## What you have to do
Count the lines in the records below that contain the word "foreground", and give only that number.

## Task input
>>>

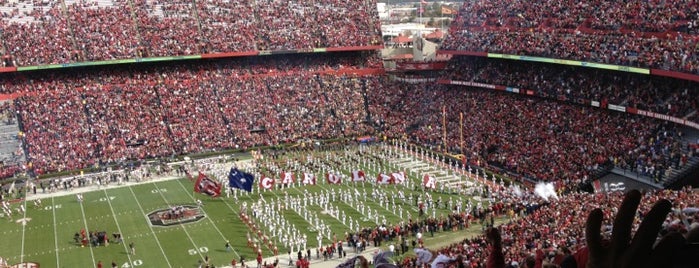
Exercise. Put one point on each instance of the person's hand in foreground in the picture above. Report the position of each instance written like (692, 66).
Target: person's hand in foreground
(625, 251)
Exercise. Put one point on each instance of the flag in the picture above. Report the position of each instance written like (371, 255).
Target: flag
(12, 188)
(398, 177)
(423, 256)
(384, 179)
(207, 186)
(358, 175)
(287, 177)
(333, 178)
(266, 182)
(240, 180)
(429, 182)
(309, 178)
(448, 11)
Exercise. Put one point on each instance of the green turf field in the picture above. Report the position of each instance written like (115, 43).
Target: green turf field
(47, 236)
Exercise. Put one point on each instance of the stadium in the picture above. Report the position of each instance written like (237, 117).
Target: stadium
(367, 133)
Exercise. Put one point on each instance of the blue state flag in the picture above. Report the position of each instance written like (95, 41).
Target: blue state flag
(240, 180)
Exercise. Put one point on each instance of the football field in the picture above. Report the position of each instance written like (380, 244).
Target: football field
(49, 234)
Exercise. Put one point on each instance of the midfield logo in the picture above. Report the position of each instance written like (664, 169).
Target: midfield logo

<<<
>>>

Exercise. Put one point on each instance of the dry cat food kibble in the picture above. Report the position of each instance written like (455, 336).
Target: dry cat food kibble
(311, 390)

<<<

## Answer to this exercise
2